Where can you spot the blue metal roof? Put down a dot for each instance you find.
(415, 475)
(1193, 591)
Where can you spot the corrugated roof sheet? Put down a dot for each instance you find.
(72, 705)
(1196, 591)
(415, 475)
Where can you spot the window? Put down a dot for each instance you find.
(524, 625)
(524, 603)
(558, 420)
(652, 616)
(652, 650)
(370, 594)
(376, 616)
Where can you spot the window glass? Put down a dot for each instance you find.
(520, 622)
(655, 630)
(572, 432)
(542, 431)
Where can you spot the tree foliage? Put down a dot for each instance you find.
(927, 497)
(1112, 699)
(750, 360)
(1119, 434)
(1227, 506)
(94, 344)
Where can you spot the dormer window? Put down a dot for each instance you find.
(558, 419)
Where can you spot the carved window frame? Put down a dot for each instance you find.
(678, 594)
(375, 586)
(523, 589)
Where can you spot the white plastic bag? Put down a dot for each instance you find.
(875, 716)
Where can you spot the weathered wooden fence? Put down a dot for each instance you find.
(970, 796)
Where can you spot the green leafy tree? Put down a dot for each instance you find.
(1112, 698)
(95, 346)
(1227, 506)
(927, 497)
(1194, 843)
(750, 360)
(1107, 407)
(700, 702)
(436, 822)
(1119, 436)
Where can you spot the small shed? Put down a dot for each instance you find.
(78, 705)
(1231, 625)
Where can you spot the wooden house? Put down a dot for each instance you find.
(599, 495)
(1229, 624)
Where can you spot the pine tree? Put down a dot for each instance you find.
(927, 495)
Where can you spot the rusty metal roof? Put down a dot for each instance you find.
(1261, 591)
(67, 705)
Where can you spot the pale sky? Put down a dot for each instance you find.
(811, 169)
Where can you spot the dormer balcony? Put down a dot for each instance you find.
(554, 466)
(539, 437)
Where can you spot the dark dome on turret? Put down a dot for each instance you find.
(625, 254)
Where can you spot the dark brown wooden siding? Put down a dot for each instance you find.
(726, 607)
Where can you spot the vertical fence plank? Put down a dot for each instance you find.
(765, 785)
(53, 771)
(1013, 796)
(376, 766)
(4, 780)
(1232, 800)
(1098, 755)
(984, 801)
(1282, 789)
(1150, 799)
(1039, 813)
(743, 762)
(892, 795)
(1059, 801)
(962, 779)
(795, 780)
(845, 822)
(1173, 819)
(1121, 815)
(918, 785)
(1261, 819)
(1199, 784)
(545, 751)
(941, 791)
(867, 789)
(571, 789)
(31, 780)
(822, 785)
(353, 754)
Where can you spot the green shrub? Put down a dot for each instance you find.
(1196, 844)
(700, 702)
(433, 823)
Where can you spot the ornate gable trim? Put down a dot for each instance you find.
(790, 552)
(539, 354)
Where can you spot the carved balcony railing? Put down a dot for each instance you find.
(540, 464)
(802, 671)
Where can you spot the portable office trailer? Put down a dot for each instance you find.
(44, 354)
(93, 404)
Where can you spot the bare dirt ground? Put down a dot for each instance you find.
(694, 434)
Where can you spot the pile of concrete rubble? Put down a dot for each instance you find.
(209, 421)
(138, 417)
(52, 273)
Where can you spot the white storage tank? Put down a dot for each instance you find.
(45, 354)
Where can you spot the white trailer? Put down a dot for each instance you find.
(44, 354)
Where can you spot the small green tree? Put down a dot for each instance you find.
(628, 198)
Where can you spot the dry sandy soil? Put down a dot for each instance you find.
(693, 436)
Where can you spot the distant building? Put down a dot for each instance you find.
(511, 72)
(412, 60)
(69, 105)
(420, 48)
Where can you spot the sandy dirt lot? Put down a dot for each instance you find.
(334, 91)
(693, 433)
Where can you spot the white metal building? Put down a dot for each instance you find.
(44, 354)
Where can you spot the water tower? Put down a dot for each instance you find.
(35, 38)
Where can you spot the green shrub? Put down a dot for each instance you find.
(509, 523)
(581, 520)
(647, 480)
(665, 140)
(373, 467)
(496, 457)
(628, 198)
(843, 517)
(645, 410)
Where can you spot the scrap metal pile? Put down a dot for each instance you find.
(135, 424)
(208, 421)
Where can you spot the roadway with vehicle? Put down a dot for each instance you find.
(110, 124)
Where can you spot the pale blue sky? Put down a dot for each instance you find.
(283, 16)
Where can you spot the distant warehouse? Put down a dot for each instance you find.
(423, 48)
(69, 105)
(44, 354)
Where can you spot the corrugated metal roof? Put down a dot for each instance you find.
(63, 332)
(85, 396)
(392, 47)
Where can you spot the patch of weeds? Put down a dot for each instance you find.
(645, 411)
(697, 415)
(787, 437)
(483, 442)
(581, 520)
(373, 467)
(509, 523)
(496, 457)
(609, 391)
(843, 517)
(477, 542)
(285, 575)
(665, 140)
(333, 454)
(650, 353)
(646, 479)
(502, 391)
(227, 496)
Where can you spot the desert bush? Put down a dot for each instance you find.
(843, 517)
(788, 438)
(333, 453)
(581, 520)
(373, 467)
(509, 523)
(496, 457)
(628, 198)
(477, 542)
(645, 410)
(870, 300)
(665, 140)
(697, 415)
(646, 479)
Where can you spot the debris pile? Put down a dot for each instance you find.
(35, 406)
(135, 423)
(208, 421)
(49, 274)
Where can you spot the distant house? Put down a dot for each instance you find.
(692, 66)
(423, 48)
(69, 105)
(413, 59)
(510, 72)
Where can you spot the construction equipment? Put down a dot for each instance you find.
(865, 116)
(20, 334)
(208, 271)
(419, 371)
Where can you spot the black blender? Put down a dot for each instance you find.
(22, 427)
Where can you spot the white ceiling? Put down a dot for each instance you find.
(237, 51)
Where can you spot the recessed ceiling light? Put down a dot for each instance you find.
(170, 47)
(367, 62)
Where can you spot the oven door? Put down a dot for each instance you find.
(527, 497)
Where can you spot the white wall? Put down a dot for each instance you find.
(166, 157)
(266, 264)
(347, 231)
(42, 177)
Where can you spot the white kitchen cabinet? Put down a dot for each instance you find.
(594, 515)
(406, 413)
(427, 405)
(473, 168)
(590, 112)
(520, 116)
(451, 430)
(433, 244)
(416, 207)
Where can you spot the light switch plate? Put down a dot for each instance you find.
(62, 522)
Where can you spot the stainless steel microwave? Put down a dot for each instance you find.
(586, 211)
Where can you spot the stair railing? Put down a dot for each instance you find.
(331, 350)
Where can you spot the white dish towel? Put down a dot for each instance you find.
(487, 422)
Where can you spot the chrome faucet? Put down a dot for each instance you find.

_ _ _ _

_Task description_
Every line above should be retyped exactly as given.

_Exercise response_
Where can you spot the blue metal roof? Put down a dot for each instance you find.
(415, 475)
(1193, 591)
Where can you spot the corrugated roof sheet? Put down a dot for each instance you find.
(72, 705)
(1196, 591)
(415, 475)
Where can you spot the window? Put down a dot for each instance you find.
(524, 625)
(524, 603)
(558, 420)
(652, 616)
(652, 650)
(370, 594)
(376, 616)
Where can you spot the window glass? Put down a dot for each instance you find.
(520, 622)
(655, 630)
(572, 432)
(542, 431)
Where can you spot the tree foliage? Put down a dot for each instance you find.
(927, 497)
(1112, 699)
(750, 360)
(1119, 434)
(1227, 506)
(94, 344)
Where can you spot the dormer window? Put down a dot for each instance you find.
(558, 419)
Where can you spot the carved window frame? Put down a dot for each instance you find.
(678, 594)
(375, 586)
(523, 589)
Where can you spot the white plastic bag? Put down a dot for each instance you find.
(875, 716)
Where can you spot the weathered wooden fence? Put down a dot for each instance you find.
(970, 796)
Where can you spot the green leafy tree? Put down a dot for each instance you find.
(1112, 698)
(95, 346)
(1227, 506)
(927, 497)
(1194, 843)
(750, 360)
(1107, 407)
(700, 702)
(436, 822)
(1119, 436)
Where can you spot the small shed? Put down a dot for each instance you find.
(78, 705)
(1231, 625)
Where can you spot the wooden house? Put down a dot for each instance you find.
(599, 495)
(1229, 624)
Where can you spot the pine tree? Put down a dot for each instance you find.
(927, 495)
Where can you spot the rusty metal roof? Put down a dot for each instance you find.
(1261, 591)
(67, 705)
Where can you spot the pale sky? Put down a dot for each instance you find.
(811, 169)
Where can you spot the dormer balcony? Put down a dot for each instance you find.
(554, 466)
(539, 437)
Where can you spot the dark dome on turret? Put down a dot for each instance you find.
(625, 254)
Where can you spot the dark brown wooden siding? Put down a dot for each instance you find.
(726, 607)
Where can you spot the vertical fence plank? Put down a dot for each instance you find.
(765, 785)
(53, 771)
(1013, 796)
(376, 766)
(4, 780)
(1232, 800)
(1098, 755)
(984, 801)
(1282, 789)
(1150, 799)
(1039, 813)
(743, 762)
(892, 795)
(1059, 801)
(962, 779)
(795, 780)
(845, 822)
(1173, 819)
(1121, 815)
(918, 785)
(1261, 819)
(1199, 784)
(545, 751)
(941, 791)
(867, 789)
(571, 789)
(31, 780)
(822, 785)
(353, 754)
Where can you spot the green shrub? Put down a dot for each instance you find.
(1196, 844)
(700, 702)
(433, 823)
Where can you spot the ornate gable trim? Put down a dot for each instance you find.
(790, 552)
(539, 354)
Where can you spot the carved balcony railing? Put down a dot for each instance you find.
(540, 464)
(802, 671)
Where can you spot the portable office trailer? Put down a dot for each instance you find.
(44, 354)
(93, 404)
Where can you spot the bare dirt ground? Put down a dot for each instance you find.
(694, 434)
Where can you spot the pile of concrete rubble? Put down a dot for each instance you find.
(209, 421)
(138, 417)
(52, 273)
Where can you spot the white storage tank? Put down a dot for each instance you find.
(45, 354)
Where can you spot the white trailer? Put down a dot for each instance you find.
(44, 354)
Where can you spot the small green tree? Put down a dot for each instance you find.
(628, 198)
Where can you spot the dry sandy soil? Put down a dot for each instance you find.
(693, 436)
Where can you spot the distant building? Put down a dot for each instance you find.
(511, 72)
(412, 60)
(69, 105)
(420, 48)
Where can you spot the sandy dirt lot? Put down a dot for each instance you find.
(334, 91)
(693, 433)
Where can you spot the white metal building? Put down a dot for each instance you find.
(44, 354)
Where can you spot the water tower? Put down a dot for each instance you find.
(35, 38)
Where can you spot the green shrub? Put down a dot for each instance you find.
(509, 523)
(581, 520)
(647, 480)
(665, 140)
(373, 467)
(496, 457)
(628, 198)
(843, 517)
(645, 410)
Where can you spot the scrap metal pile? Put down a dot for each instance you find.
(135, 424)
(208, 421)
Where can you spot the roadway with vehicle? Put down a dot for each instance you find.
(110, 124)
Where can you spot the pale blue sky? Put down a dot for each instance you find.
(283, 16)
Where can you spot the distant warehouse? Put down a dot for each instance you find.
(423, 48)
(69, 105)
(44, 354)
Where can you spot the corrugated metal roof? Put down a dot for each instance you find.
(63, 332)
(85, 396)
(392, 47)
Where can you spot the patch of weeds? Put down a dot for each instance you find.
(645, 411)
(697, 415)
(787, 437)
(483, 442)
(581, 520)
(373, 467)
(509, 523)
(496, 457)
(609, 391)
(843, 517)
(477, 542)
(285, 575)
(665, 140)
(333, 454)
(650, 353)
(646, 479)
(502, 391)
(227, 496)
Where can you spot the desert bush? Put down a dot for each instance you find.
(843, 517)
(788, 438)
(333, 453)
(581, 520)
(373, 467)
(509, 523)
(496, 457)
(628, 198)
(477, 542)
(645, 410)
(870, 300)
(665, 140)
(697, 415)
(646, 479)
Where can you spot the debris pile? Put down a dot for each instance you find.
(35, 406)
(135, 423)
(208, 421)
(49, 274)
Where can you spot the distant house? Put down a dot for each instance you find.
(692, 66)
(423, 48)
(69, 105)
(413, 59)
(510, 72)
Where can you spot the construction equipment? Put down a dot for each instance you find.
(865, 116)
(20, 334)
(208, 271)
(419, 371)
Where can you spot the black blender? Put down a dot for each instance you find.
(22, 427)
Where can you spot the white ceiling? Put down a dot for each instance you find.
(237, 51)
Where can you spot the recessed ceiling light? Put down a dot for each instance you find.
(170, 47)
(367, 62)
Where can you spot the oven door? Put down a dot for each instance you find.
(527, 497)
Where can you spot the white wall? Put down a dot for each instance you find.
(166, 157)
(266, 264)
(347, 231)
(42, 177)
Where can you spot the white kitchen cabinet? Put down a dot for each instance you find.
(594, 515)
(406, 413)
(427, 405)
(473, 168)
(590, 112)
(520, 116)
(451, 430)
(433, 244)
(416, 207)
Where can you spot the light switch plate? Put down a dot for each instance you find.
(62, 522)
Where can you spot the stainless steel microwave? Put down a dot for each instance you find.
(586, 211)
Where can you spot the stair railing? Put down a dot for each instance you find.
(331, 350)
Where can you spot the white dish towel? Put down a dot for each instance you find.
(487, 422)
Where can you spot the chrome faucet? Put down a dot for each instance you find.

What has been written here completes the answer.